■ Selected passage:
>>
It’s kind of like the zen koan that asks, “If a tree falls in a forest and no one is around to hear it, does it make a sound?” If without us games are lifeless then obviously they need a bit of our life to exist. It’s probably why so many of us are willing to invest so much time in eSporting, its nice to be needed.
Found this gem of a quote when reading an article in Edge magazine based on the book “Death by Video Game”:
“Glory, justice, immortality; a chance to live over and over again in order to perfect our path, a place in which change and growth in us are measured on the irrefutable high-score table. Video games offer all of this and more. The allures of the video game, and the ways in which it salves our internal problems and instincts, are myriad. Is it so curious that a person might become forever lost in this rift between the real and the unreal?”
<<
■ Material:
>>
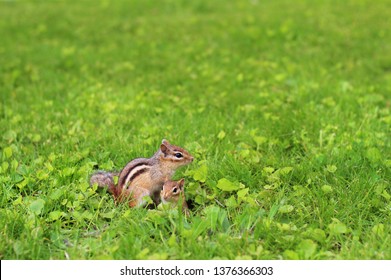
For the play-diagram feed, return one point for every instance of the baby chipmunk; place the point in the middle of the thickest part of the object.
<<
■ Requirements:
a) In the passage on video games, list the three nouns that open the quotation from "Death by Video Game."
b) Write the next few sentences of the passage on video games, picking up after the quotation.
The listing has no role in this work.

■ The responses:
a) Glory, justice, immortality

b)
Without a resounding doubt that is why we are obsessed! I can remember playing RPGs for hours on end in a dark garage and having a hard time navigating reality a bit afterwards, today’s games are probably a thousand times more immersive and engaging.
This post really isn’t meant to convey a bunch of doom and gloom, but I think it does get at an important aspect of “full immersion” into the mind. The body will waste if you don’t feed it with movement as well of course. You would think our whole being would work in concert with each other’s health needs, but our minds can be as greedy as our bellies. And so like a bag of chips sometimes we have to set the controller down and escape in a different way.
I’ve embedded the google book snippet of the longer story on the next page which chronicles the death of a Taiwanese gamer. Many of you have probably heard of it. Outside of the spectacle I think it has some good notions of what can suck us in beyond the awesome visuals.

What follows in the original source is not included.